(Coordinate labeling data)
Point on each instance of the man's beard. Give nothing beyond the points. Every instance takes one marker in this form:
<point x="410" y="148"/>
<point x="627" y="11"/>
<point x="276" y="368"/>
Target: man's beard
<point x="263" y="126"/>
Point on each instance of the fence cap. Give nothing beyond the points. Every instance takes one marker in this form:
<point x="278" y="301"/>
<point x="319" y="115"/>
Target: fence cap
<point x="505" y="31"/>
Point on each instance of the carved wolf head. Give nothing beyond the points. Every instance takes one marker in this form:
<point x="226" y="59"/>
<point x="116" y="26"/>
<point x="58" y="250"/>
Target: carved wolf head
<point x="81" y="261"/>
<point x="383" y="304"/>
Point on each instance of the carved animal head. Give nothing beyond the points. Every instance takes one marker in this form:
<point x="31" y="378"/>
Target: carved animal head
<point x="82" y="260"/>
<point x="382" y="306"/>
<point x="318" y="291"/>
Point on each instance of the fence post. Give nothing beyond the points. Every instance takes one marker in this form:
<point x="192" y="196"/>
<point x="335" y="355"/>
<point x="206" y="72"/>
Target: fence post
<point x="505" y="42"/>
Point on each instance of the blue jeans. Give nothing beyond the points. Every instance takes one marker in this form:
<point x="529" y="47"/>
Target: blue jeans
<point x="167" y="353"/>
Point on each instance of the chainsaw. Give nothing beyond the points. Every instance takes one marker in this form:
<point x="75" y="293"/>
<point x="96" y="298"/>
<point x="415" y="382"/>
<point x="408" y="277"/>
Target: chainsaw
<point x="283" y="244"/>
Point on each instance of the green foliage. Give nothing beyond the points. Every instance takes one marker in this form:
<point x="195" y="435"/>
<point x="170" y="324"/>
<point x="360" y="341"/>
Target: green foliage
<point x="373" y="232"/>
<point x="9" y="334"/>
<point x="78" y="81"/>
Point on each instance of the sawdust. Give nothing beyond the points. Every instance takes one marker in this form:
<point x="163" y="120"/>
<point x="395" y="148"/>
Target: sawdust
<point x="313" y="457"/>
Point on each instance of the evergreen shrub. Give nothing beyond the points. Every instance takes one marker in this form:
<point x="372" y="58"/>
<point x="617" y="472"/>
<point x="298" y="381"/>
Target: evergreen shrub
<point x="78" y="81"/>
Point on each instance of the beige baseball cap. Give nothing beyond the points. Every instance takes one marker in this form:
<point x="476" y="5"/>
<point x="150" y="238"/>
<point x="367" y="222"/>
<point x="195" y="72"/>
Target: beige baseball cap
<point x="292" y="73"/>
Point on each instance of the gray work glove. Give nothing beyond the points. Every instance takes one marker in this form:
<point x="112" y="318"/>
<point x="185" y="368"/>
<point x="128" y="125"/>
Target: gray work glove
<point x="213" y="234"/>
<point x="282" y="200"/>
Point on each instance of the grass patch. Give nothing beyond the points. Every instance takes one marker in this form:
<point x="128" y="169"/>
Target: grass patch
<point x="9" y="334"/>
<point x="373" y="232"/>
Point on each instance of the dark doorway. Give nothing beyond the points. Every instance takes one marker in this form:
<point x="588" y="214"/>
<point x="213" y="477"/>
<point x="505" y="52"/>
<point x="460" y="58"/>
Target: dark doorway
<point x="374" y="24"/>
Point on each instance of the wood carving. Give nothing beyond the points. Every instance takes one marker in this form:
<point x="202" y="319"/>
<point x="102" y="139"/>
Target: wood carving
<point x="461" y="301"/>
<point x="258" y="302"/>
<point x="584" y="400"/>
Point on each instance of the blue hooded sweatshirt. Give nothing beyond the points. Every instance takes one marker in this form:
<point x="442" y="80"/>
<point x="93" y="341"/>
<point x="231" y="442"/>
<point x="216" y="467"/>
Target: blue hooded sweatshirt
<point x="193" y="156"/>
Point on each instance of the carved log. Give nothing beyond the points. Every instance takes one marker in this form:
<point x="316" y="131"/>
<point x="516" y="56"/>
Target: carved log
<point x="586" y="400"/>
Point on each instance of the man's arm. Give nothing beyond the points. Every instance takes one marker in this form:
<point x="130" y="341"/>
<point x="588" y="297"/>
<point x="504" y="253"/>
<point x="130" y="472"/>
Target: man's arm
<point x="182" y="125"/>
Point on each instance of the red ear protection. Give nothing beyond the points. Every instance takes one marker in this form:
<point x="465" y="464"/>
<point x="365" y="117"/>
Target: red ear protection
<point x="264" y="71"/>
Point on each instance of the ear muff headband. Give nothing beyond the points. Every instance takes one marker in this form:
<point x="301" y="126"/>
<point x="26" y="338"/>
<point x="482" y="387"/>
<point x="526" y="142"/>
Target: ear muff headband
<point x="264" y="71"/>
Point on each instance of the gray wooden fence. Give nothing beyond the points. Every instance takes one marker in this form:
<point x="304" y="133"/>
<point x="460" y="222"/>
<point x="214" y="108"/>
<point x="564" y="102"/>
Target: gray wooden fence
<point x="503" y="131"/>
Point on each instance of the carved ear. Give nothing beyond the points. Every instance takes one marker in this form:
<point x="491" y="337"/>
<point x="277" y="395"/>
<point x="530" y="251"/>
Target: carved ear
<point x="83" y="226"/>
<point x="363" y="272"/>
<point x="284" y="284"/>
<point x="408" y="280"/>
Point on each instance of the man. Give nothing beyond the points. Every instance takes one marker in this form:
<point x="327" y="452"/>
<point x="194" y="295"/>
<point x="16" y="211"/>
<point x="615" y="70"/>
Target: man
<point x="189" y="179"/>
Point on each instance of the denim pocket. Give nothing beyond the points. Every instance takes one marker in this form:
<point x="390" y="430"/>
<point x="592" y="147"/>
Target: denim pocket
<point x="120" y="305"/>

* * *

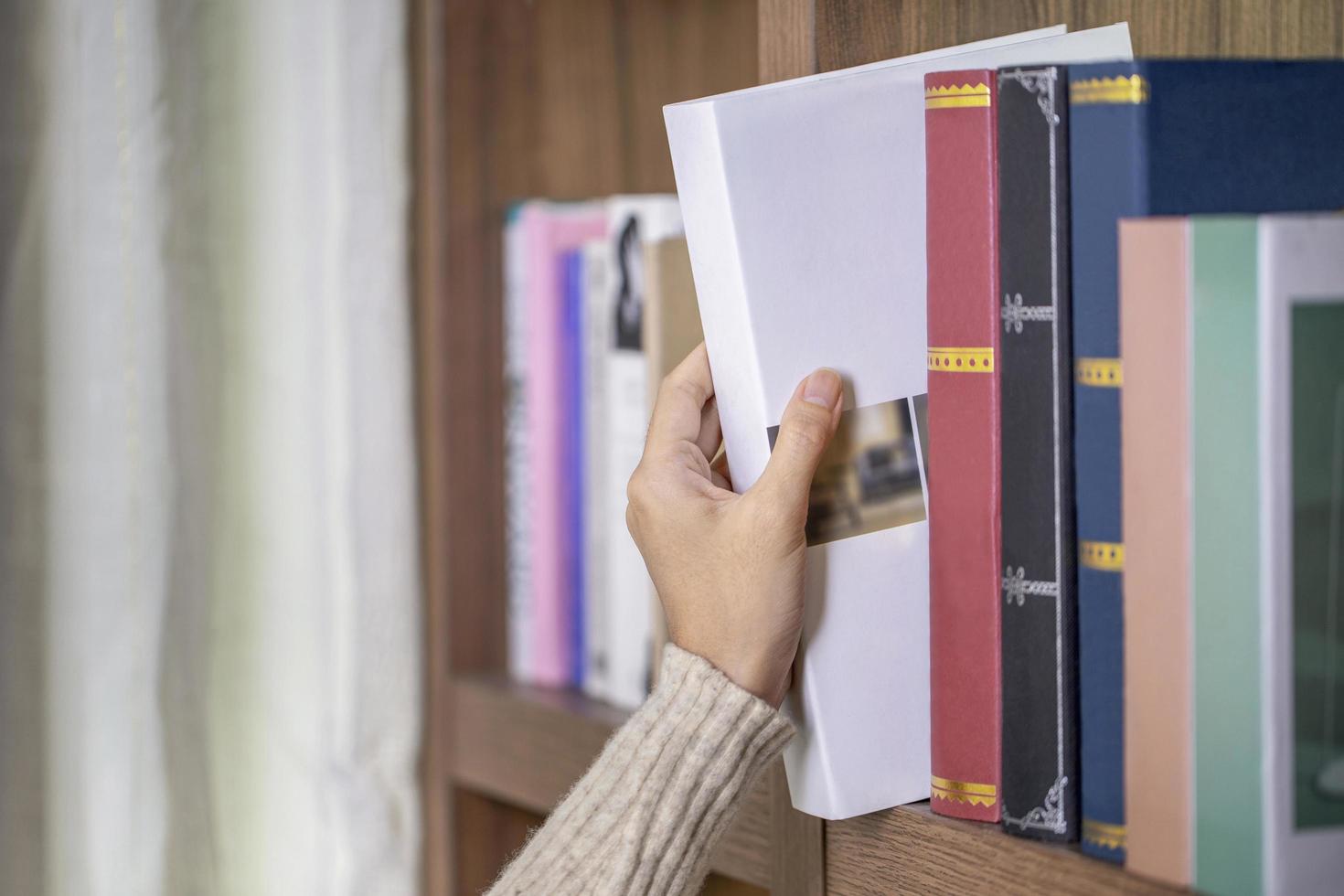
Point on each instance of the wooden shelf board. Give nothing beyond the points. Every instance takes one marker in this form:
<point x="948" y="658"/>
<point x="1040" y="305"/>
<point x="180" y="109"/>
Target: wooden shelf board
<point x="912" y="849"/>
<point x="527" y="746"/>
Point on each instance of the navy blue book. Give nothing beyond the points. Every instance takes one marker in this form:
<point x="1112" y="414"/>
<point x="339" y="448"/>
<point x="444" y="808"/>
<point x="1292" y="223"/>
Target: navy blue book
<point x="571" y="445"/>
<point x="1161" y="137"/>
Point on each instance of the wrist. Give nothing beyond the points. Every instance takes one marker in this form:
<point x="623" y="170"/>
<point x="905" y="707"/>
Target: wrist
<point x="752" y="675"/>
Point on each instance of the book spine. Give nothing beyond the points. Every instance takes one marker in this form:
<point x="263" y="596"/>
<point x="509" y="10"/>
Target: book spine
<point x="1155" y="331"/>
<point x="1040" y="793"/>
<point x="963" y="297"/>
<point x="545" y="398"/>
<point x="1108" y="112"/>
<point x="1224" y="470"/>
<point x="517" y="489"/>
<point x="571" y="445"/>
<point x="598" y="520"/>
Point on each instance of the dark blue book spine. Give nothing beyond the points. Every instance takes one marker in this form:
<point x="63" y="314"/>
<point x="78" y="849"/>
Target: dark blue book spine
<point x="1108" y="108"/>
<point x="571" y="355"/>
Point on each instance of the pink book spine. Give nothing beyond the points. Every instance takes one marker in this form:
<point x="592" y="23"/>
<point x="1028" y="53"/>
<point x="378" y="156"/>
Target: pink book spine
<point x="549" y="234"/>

--

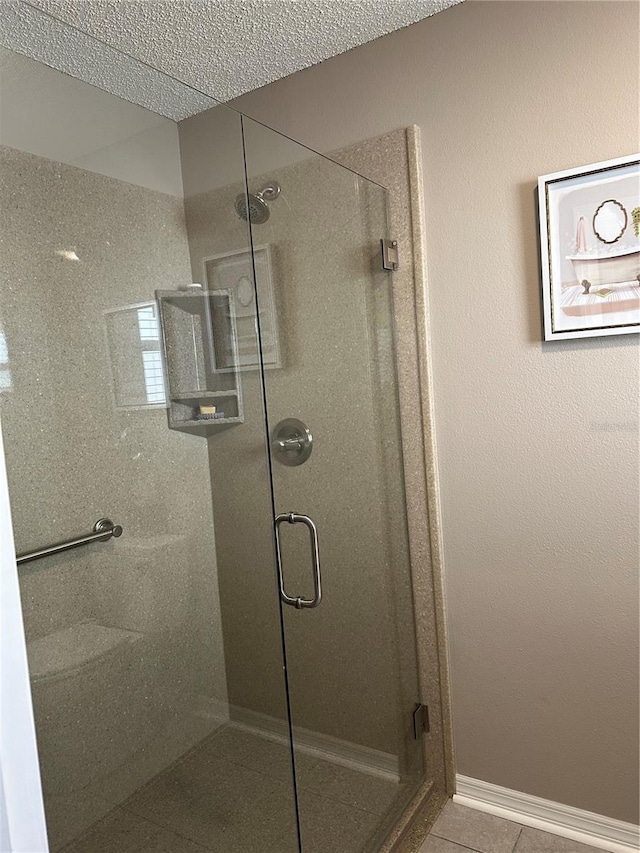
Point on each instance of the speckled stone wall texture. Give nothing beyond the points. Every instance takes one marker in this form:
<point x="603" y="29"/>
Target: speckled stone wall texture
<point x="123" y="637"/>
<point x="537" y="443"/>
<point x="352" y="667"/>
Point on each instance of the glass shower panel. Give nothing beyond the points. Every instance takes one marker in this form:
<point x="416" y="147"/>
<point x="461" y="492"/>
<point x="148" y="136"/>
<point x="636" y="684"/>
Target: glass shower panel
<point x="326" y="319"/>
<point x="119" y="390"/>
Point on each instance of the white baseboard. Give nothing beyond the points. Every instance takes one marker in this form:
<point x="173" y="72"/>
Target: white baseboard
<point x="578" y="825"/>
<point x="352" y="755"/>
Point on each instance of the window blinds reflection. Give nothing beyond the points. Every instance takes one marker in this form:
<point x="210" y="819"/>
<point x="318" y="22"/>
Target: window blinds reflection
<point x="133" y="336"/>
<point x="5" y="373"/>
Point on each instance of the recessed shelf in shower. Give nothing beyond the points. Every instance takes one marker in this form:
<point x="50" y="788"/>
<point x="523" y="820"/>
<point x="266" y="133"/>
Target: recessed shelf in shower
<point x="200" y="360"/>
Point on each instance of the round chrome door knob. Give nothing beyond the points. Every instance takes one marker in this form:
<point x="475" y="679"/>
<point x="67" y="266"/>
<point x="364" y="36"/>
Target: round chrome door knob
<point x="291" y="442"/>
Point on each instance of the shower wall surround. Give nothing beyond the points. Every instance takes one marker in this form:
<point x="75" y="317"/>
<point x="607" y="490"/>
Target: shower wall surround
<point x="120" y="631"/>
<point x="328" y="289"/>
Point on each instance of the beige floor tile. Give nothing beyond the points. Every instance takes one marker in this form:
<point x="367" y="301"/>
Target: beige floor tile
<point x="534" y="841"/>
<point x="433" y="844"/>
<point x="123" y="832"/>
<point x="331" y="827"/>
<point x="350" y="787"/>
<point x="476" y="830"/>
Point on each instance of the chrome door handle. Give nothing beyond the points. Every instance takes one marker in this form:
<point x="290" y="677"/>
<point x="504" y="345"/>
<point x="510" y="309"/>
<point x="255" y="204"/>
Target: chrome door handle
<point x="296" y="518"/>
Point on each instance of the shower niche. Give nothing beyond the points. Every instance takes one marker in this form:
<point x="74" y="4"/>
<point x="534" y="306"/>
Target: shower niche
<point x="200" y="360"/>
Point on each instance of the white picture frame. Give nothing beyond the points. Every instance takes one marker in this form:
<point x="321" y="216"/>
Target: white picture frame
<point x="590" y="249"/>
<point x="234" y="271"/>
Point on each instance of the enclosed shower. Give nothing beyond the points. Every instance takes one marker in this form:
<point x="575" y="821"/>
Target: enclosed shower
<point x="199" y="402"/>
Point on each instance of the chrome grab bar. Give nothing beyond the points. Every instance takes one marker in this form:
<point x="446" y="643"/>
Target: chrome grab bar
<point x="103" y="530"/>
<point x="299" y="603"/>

=== DIRECTIVE ===
Pick out every row above that contains the word "glove" and copy each one in full. Case matters.

=== FINISHED EXERCISE ===
Point on each instance of the gray work glove. Give nothing beyond the points. Every instance takes one marker in this form:
Target: gray work glove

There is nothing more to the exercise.